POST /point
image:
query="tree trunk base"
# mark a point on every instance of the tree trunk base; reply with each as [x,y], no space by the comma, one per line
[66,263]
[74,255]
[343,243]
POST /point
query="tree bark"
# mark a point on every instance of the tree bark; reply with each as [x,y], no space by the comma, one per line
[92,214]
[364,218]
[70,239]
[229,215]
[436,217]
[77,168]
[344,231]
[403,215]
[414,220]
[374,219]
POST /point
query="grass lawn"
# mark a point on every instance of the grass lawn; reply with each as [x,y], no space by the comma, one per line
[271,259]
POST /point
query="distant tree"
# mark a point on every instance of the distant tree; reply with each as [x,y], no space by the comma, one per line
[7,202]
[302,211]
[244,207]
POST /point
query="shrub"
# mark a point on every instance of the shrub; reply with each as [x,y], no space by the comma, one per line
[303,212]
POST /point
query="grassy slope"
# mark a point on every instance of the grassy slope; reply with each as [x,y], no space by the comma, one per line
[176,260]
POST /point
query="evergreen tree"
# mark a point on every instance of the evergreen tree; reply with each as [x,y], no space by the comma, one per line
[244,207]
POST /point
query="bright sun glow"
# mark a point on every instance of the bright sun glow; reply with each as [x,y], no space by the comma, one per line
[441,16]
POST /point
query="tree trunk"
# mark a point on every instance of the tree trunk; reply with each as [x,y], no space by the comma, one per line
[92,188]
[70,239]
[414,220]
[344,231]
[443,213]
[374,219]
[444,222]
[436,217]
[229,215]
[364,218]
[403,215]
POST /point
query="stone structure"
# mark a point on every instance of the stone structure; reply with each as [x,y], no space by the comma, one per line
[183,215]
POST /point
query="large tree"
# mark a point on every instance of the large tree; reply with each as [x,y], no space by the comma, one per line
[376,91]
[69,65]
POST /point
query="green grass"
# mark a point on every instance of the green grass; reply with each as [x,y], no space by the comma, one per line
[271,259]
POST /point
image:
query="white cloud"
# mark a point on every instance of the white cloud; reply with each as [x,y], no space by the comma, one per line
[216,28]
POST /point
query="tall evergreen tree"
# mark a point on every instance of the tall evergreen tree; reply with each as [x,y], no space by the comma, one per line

- - - - -

# What is asked
Return the material in full, exactly as shown.

# Solved problem
POST /point
image:
query="tree trunk base"
# mark a point on every instance of the tree trunk base; reply with each as [x,y], no space by the comma, one per line
[66,263]
[74,255]
[343,243]
POST /point
query="tree bark"
# mark a point on every instance of the tree bark; reply with each as [x,y], no space by the comma, one per line
[92,214]
[364,218]
[70,239]
[229,215]
[436,217]
[77,168]
[344,231]
[403,215]
[414,220]
[374,219]
POST /point
query="grass lawn"
# mark a point on every instance of the grass lawn; reply with each as [x,y], no space by the comma, one per line
[271,259]
POST /point
query="distant tree"
# mark a point on every instance of the distant tree; reply with each as [x,y], no space by the comma, one per line
[7,202]
[302,211]
[244,207]
POST /point
query="shrub"
# mark a point on every instance of the shrub; reply with each as [x,y], no space by the comma, one per line
[303,212]
POST /point
query="grassy slope"
# mark a point on every instance of the grassy slope; reply with each as [x,y], no space by the comma, one per line
[176,260]
POST /point
query="evergreen tree"
# mark a point on every instance of the evergreen tree; reply with each as [x,y], no space by the comma, one per line
[244,207]
POST /point
query="bright sun glow"
# mark a point on every instance of the bright sun glow; reply with each as [x,y], no space by the comma, one per line
[441,16]
POST /point
query="tree trunk"
# mark a point on every instance of the tree trunk; reply with each as [x,y], no space by the comma, one per line
[92,188]
[70,239]
[414,220]
[344,231]
[443,213]
[374,219]
[444,222]
[436,217]
[229,215]
[364,218]
[403,215]
POST /point
query="stone structure"
# mark a point on every instance of the stone structure; reply with each as [x,y], no space by the comma, one per line
[183,215]
POST /point
query="large tree"
# mark a point on every instance of the large tree; reply with each as [x,y], no space by the comma, one per line
[376,91]
[69,65]
POST /point
query="green grass"
# mark a point on every instance of the green grass; reply with each as [x,y], no space by the comma, one per line
[271,259]
POST /point
image:
query="white cloud"
# mark a point on every instance of the white cloud; reply with each as [x,y], no space by the comma, one per line
[216,28]
POST /point
query="tall evergreen tree"
# mark a point on every instance of the tall evergreen tree; reply with each as [x,y], no space by the comma, one per line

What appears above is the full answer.